Start of Records for processing
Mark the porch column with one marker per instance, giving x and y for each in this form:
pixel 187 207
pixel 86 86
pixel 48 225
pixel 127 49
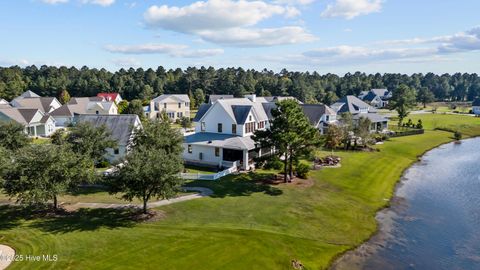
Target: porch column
pixel 245 159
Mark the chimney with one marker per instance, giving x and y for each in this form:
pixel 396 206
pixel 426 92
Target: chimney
pixel 252 97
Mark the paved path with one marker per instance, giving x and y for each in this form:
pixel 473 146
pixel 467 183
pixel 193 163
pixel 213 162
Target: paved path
pixel 204 192
pixel 6 256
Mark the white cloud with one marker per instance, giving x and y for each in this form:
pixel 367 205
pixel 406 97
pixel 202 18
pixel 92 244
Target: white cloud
pixel 228 22
pixel 243 37
pixel 350 9
pixel 172 50
pixel 53 2
pixel 126 62
pixel 104 3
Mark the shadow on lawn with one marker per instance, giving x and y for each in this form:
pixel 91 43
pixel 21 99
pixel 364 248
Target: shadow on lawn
pixel 86 219
pixel 239 185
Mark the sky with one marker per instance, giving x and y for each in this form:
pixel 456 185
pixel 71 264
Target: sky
pixel 327 36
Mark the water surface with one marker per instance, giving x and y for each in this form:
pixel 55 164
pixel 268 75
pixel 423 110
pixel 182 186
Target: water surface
pixel 434 221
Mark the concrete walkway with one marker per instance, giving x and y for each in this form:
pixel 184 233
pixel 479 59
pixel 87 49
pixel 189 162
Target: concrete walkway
pixel 204 192
pixel 6 256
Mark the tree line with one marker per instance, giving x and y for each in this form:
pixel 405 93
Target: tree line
pixel 309 87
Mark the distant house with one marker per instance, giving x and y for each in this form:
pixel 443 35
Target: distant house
pixel 83 105
pixel 378 98
pixel 115 97
pixel 213 98
pixel 358 109
pixel 320 116
pixel 36 122
pixel 223 133
pixel 476 106
pixel 122 128
pixel 175 106
pixel 31 100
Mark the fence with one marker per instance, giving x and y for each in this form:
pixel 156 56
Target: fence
pixel 211 177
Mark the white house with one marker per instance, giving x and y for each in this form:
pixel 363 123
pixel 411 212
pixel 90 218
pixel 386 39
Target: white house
pixel 122 128
pixel 223 133
pixel 35 121
pixel 175 106
pixel 320 116
pixel 358 109
pixel 476 106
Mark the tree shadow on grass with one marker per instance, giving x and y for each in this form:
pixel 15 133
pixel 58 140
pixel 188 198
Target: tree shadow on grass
pixel 239 185
pixel 86 219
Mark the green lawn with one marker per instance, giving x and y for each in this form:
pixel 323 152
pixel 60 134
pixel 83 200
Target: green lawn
pixel 245 225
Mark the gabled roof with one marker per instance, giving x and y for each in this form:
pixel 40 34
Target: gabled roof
pixel 181 98
pixel 214 98
pixel 314 112
pixel 201 112
pixel 380 92
pixel 351 104
pixel 41 103
pixel 28 94
pixel 21 115
pixel 221 140
pixel 121 126
pixel 476 102
pixel 108 96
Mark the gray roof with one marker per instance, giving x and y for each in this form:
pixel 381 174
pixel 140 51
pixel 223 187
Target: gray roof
pixel 121 126
pixel 351 104
pixel 221 140
pixel 214 98
pixel 181 98
pixel 28 94
pixel 201 112
pixel 41 103
pixel 374 117
pixel 380 92
pixel 314 112
pixel 21 115
pixel 241 112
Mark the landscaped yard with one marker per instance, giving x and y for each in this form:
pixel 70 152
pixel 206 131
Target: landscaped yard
pixel 244 225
End of Records for processing
- **About this task**
Reproduce, unchanged, the line containing "pixel 70 152" and each line after it through the end of the listing above, and nothing else.

- **Task solution**
pixel 70 152
pixel 206 131
Target: landscaped yard
pixel 244 225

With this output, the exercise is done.